**Task to complete**: Show every line below that contains the word "boulder", copied without any changes.

[Entries from a dataset]
_ _ _

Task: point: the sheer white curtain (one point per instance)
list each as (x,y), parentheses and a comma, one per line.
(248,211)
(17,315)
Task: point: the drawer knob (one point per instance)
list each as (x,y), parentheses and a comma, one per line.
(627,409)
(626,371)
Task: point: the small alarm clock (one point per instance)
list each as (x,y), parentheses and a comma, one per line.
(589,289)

_ _ _

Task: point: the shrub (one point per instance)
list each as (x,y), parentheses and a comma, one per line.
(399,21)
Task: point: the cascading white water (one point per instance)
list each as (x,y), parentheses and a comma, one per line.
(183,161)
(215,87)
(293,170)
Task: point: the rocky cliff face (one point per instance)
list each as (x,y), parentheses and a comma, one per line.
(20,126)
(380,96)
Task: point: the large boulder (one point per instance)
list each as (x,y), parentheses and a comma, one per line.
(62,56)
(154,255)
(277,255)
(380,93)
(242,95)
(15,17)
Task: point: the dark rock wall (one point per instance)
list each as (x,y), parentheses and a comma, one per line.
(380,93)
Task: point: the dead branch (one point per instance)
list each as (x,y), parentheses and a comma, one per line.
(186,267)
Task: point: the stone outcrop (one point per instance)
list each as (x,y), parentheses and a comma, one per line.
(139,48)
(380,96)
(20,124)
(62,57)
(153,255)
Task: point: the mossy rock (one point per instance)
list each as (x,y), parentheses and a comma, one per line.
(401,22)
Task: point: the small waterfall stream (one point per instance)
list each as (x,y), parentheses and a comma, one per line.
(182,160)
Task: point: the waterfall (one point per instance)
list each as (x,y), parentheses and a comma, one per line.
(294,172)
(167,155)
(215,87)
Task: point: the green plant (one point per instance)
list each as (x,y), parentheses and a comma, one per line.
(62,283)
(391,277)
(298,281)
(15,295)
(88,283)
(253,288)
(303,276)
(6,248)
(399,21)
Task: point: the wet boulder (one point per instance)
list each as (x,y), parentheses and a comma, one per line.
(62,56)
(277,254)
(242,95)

_ _ _

**Complete response**:
Task: point: the large boulder (one point per instance)
Task: point: the wet boulder (one point per instance)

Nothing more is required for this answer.